LESETEXT:
★ ★ ★

Während der Veranstaltung behauptet die Dozentin, dass ein Bundesvorstandsmitglied, welches in der Bundeswehrverwaltung arbeitet den Zielen der Partei widerspricht. Ich verstehe diese Aussage nicht, denn warum sollte das der Fall sein? Stand irgendetwas in der Presse, weswegen sie das glaubt?
Mir wird klar, dass ich nicht wie die Soziologiestudenten in der Veranstaltung mitarbeiten kann. Soziologen beschreiben ihre Beobachtungen der Gesellschaft. Ich kann nicht von außen die Piratenpartei beschreiben, dafür bin ich seit Jahren zu sehr involviert. Mir wird aber auch klar, dass die Soziologiestudenten nicht die Piratenpartei beschreiben, sondern Berichte von Externen über die Piratenpartei als Quellen heranziehen. Ihre Sichtweise ist von den vielen Missverständnissen und Falschdarstellungen in der Presse geprägt. Für die Veranstaltungsteilnehmer ist klar, dass Streitigkeiten innerhalb der Partei durch Machtstreben verursacht werden. Dieses ist für Soziologen der Zweck von Parteien. In der Pflichtlektüre für den Kurs (Wiesendahl, 2006) steht folgendes zum Zweck einer Partei geschrieben: „Die Essenz dessen, was die Parteien antreibt und was im Mittelpunkt ihrer Zielsetzung steht, ist das Machtstreben. Es zielt selbst darauf, ihren Vertretern erfolgreich Zugang zu den Schaltstellen staatlicher Macht in Parlament und Regierung zu verschaffen.“ Nur, ich glaube nicht, dass dieser Zweck den meisten Piraten klar ist. Sie verstehen nicht einmal die Definition von Macht und auch ich weiß häufig nicht, wo denn die angebliche Macht von Politikern angesiedelt sein soll. Darum ging es mir und vielen Anderen aus der Anfangszeit nicht und ich glaube einem Großteil der Piraten geht es genauso. Ja, wir wollten unseren Themen mehr Einfluß verleihen, man kann dieses als Machtstreben verstehen, aber diese Definition von Macht haben viele Piraten wohl nie gehört. Diesem Thema muss ich wohl auch einen langen Artikel widmen.

★ ★ ★

[Auszug aus einem Datensatz]
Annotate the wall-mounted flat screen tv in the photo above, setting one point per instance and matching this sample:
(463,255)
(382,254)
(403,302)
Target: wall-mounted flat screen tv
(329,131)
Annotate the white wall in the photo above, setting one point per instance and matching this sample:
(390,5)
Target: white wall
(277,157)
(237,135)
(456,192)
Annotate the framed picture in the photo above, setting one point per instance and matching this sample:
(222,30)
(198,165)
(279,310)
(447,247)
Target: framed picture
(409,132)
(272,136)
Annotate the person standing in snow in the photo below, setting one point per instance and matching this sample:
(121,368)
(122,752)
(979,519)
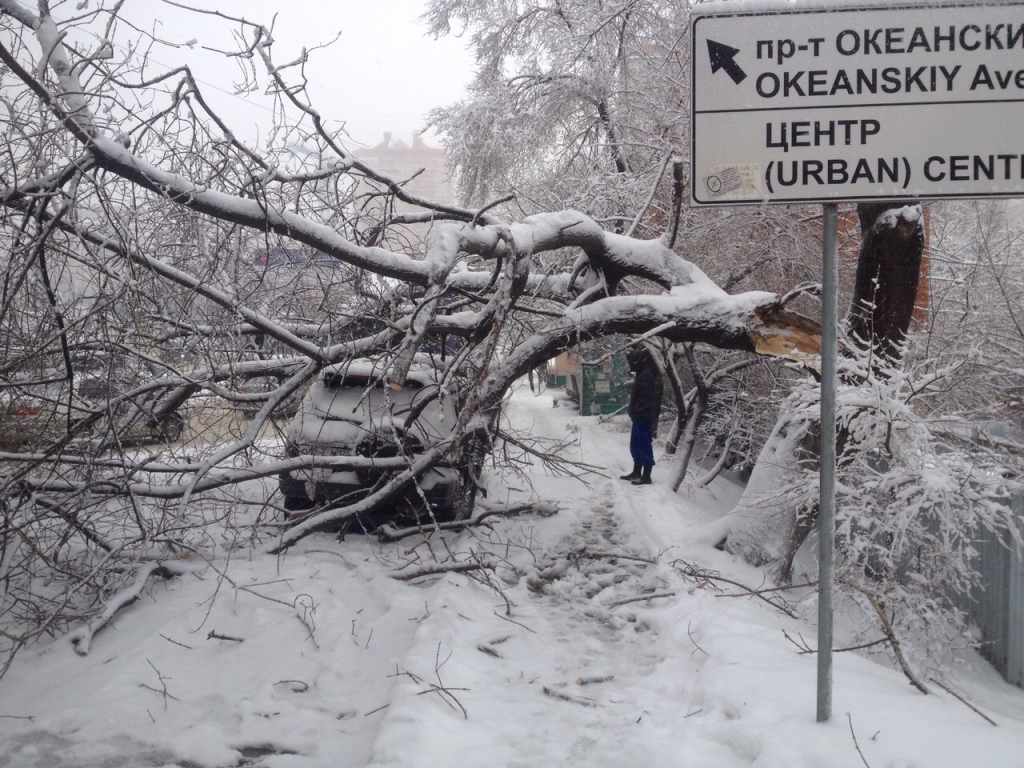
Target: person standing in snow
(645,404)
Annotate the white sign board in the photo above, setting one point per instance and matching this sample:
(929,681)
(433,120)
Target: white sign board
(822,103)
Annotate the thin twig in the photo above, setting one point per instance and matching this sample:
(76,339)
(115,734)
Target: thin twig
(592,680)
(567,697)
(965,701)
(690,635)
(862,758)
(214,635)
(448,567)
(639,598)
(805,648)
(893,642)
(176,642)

★ ★ ★

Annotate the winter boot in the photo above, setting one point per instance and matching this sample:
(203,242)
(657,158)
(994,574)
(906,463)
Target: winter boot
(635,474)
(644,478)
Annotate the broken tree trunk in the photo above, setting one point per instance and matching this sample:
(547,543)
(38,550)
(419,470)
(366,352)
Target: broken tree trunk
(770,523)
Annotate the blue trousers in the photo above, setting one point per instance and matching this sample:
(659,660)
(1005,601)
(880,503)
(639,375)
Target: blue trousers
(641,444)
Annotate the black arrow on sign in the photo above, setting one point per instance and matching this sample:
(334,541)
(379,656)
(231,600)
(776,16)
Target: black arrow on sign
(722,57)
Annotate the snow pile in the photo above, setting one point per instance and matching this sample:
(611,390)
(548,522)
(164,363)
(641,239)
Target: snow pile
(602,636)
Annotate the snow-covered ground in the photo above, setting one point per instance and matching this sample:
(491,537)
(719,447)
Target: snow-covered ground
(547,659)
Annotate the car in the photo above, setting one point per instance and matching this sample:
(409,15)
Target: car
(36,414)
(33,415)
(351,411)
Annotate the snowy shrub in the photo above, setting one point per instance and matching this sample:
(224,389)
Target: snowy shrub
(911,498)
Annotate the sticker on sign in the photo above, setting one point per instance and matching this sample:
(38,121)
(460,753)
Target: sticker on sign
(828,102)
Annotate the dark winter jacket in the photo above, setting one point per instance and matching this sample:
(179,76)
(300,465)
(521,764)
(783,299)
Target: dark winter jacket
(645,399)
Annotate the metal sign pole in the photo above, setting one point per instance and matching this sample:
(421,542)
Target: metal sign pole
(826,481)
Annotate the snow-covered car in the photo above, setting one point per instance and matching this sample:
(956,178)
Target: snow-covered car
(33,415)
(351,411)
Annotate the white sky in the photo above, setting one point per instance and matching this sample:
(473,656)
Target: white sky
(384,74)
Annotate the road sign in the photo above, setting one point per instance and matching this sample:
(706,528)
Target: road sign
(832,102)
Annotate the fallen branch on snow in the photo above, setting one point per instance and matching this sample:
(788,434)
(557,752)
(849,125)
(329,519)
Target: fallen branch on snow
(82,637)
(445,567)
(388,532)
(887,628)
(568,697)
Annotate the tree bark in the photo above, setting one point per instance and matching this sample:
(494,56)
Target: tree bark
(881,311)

★ ★ ★

GESTELLTE AUFGABE A: Welche Pflichtlektüre für den Kurs wird im Text über die Piratenpartei zitiert?
GESTELLTE AUFGABE B: Schreiben Sie aus dem Text über die Piratenpartei den Abschnitt von „Während der Veranstaltung“ bis einschließlich „sie das glaubt?“ wortgetreu ab.

FERTIGE ANTWORT A: Wiesendahl, 2006.

FERTIGE ANTWORT B:
Während der Veranstaltung behauptet die Dozentin, dass ein Bundesvorstandsmitglied, welches in der Bundeswehrverwaltung arbeitet den Zielen der Partei widerspricht. Ich verstehe diese Aussage nicht, denn warum sollte das der Fall sein? Stand irgendetwas in der Presse, weswegen sie das glaubt?